Text passage »
..............................
The Associated Press

WASHINGTON (AP) – President Bush said Wednesday he looked forward to welcoming home the crew of the U.S. surveillance plane after a delicate diplomatic compromise ended their 12-day detention in China.

”We can’t wait for them to get home,” Bush told students at East Carolina University in Greenville, N.C., about two hours before a charter plane took off from Hainan island with the 24 crew members aboard. The plane was refueling in Guam early Thursday before continuing to Hawaii, where they will see doctors and be debriefed.

But the Navy plane remained in Chinese hands, its future to be taken up at a joint meeting April 18. ”The diplomacy continues, the discussions will continue,” a State Department spokesman said.



The EP-3E Aries II, crammed with surveillance equipment, collided with a Chinese fighter jet on April 1 and made on emergency landing on the island in southern China. Crew members worked to delete top-secret codes and intelligence before the Chinese came aboard.

With the charter in the air, Pentagon spokesman Rear Adm. Craig Quigley said a 13-member team of psychologists, physicians, intelligence officers and other specialists was on the plane to check on the crew’s health and begin debriefings.



”What we’re looking for is before the details of the collision start to fade … with time, we want to see if we can capture their memories … and get their understanding, in their own perceptions, in their own words, of the details surrounding the accident,” Quigley said at a Pentagon briefing.

China’s acceptance Wednesday of a letter in which the United States said it was ”very sorry” the Chinese pilot was lost and the U.S. plane had not sought permission to land broke the stalemate on the crew’s return. The Chinese had demanded a full apology.

In Washington, Democrats and Republicans alike congratulated Bush because it was hard to argue with the results of his diplomatic juggling act and low-key leadership style in his first foreign policy test. In his first major act as commander in chief, Bush waited out the Chinese with a seasoned foreign policy team that never shed its united front and repatriated the captive American servicemen and -women.
..............................
Supplied information »
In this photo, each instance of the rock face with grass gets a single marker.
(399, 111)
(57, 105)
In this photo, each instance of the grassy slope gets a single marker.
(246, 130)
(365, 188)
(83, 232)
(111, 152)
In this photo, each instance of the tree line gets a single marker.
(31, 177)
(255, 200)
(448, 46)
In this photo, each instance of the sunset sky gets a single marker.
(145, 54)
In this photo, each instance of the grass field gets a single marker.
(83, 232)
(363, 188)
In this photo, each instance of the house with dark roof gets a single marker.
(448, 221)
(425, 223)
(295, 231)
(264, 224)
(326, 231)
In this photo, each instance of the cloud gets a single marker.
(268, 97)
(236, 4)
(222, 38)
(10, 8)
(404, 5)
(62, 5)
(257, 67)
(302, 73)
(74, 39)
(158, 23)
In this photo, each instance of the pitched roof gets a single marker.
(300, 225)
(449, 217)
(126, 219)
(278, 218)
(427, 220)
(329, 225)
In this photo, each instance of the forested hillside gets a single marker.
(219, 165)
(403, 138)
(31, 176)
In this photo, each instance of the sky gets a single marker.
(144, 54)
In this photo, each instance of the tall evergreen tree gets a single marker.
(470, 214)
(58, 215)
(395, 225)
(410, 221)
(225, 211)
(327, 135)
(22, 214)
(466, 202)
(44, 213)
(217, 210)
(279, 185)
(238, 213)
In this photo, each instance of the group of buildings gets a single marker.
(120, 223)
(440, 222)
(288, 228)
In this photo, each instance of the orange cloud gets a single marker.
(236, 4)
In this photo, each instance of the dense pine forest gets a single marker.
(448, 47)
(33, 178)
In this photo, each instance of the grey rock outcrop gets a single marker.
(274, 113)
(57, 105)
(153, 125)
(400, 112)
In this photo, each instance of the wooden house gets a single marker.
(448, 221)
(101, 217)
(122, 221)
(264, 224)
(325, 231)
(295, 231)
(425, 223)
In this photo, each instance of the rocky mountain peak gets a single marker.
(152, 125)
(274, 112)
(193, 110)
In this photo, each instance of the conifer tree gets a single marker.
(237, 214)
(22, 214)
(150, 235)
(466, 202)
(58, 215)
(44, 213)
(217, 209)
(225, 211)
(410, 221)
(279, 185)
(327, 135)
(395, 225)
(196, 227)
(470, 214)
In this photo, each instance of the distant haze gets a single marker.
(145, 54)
..............................
Brief A » In the news article about the surveillance plane crew, on what date did the EP-3E Aries II collide with a Chinese fighter jet?
Brief B » Please list every geographic place (city, state, island, or country) named in the news article about the surveillance plane crew.
Brief C » Pick up the news article about the surveillance plane crew after its final sentence and continue it.

Task answer A » April 1

Task answer B » Washington, Greenville (N.C.), Hainan island, Guam, Hawaii, China

Task answer C »
Despite the overall satisfaction on Capitol Hill, there remained those who said Bush’s confrontational style was at times too harsh, his soothing words too soft. More than that, some members of Congress geared up for more trade moves against China and were urging the administration to go ahead with arms sales to Taiwan despite China’s vehement objections.

The letter delivered in Beijing by the U.S. ambassador, Joseph Prueher, a retired admiral, to Chinese Foreign Minister Tang Jiaxuan, was written in English, which gave Chinese officials some room for their own interpretation.

Bush said the American people ”are proud of our crew and we look forward to welcoming them home.”

”This has been a difficult situation for both countries,” the president said.

”My heart is just pounding,” Shirley Crandall, stepmother of Navy seaman Jeremy Crandall, said from her home in Loves Park, Ill. ”We’re very excited.”

The spy plane’s future, meanwhile, appeared murky.

”The return of the crew has been our No. 1 priority from the beginning of this incident,” Philip Reeker, a State Department spokesman, said. ”We have also stated repeatedly that we expect the return of our aircraft. But as the letter states fairly clearly, that will be on the agenda at the meeting. The diplomacy continues. The discussions will continue.”

”We still have some problems with the airplane and we have to keep the airplane and to make further investigation,” said Shen Guofang, China’s deputy ambassador to the United Nations. ”The airplane violates our territory and the land without permission, so that is the problem, and also we have to make further investigation on the airplane.”

Significantly, perhaps, Shen reiterated the accusation his government had leveled from the outset – that the lumbering spy plane violated Chinese territory. The Bush administration has rejected the accusation all along, and at Secretary of State Colin Powell’s insistence the letter accepted by China refers only to the plane’s entering Chinese airspace.

”At this stage I don’t think that we (have) decided yet … when to hand over the plane, but we have to make further investigation anyway,” the Chinese diplomat said.

China wants the United States to halt the U.S. surveillance flights, though the Bush administration said that’s not up for negotiation.

In Washington, Vice President Dick Cheney said on WAMU-FM, ”With the respect to the right of the United States to continue to operate our aircraft in international airspace, that really is a given. That is not a subject that we would want to concede on.”

Throughout the talks, China demanded an apology. In Paris, for meetings with European and Russian foreign ministers on the restive Balkans, Powell said, ”There was nothing to apologize for. We did not do anything wrong, and therefore it was not possible to apologize.”

And, he said, ”We entered the airspace without permission because we were unable to get permission. Niceties and formalities were not available to us.”

As for the incident damaging relations, Powell said, ”We’ve stopped this process that was unfolding before it became more serious. … I don’t see anything that isn’t recoverable.”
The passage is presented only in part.